→ **TEXT SECTION**:
* * *
# Is this collateral mortgage??



## char08 (Oct 10, 2012)

Hi there,

My broker recently acquired a mortgage for me from TD Bank and the rate is very attractive. People have warned me about collateral mortgages and how difficult it will be to get out of them. As a result, I had specifically asked for a conventional mortgage. 

My broker assured me that the mortgage from TD is a regular (conventional) mortgage. There is a condition on the commitment letter regarding 'COLLATERAL CHARGE' and it says:
TD Canada Trust Mortgage Loans are now secured by a collateral charge. The collateral charge is registered for the MORTGAGE LOAN amount. 

From my understanding, a collateral mortgage registers for an amount that is 100% to 125% of the purchase price. So from this perspective, it seems that this is a regular mortgage. But I'm not sure if there are other considerations/consequences that I am not aware of. Also, I read somewhere that TD ONLY offers collateral mortgage. So I am very confused.

Am I safe to go ahead with this mortgage commitment? Or should I walk away and find another bank?

Thanks!


----------



## mrcheap (Apr 4, 2009)
* * *
→ **RECORDED INFORMATION**:
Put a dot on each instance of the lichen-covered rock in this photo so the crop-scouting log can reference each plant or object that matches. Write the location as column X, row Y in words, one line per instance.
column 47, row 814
* * *
→ **PROBLEMS TO WORK ON**:
A. Reproduce the portion of the mortgage thread starting with "My broker recently" and going on through "MORTGAGE LOAN amount.".
B. In the mortgage thread, for what amount does the commitment letter say the collateral charge is registered?
The lines placed after the mortgage thread are separate material with no connection to it.

→ **SOLUTIONS IN ORDER**:
A.
My broker recently acquired a mortgage for me from TD Bank and the rate is very attractive. People have warned me about collateral mortgages and how difficult it will be to get out of them. As a result, I had specifically asked for a conventional mortgage. 

My broker assured me that the mortgage from TD is a regular (conventional) mortgage. There is a condition on the commitment letter regarding 'COLLATERAL CHARGE' and it says:
TD Canada Trust Mortgage Loans are now secured by a collateral charge. The collateral charge is registered for the MORTGAGE LOAN amount.

B. It is registered for the mortgage loan amount.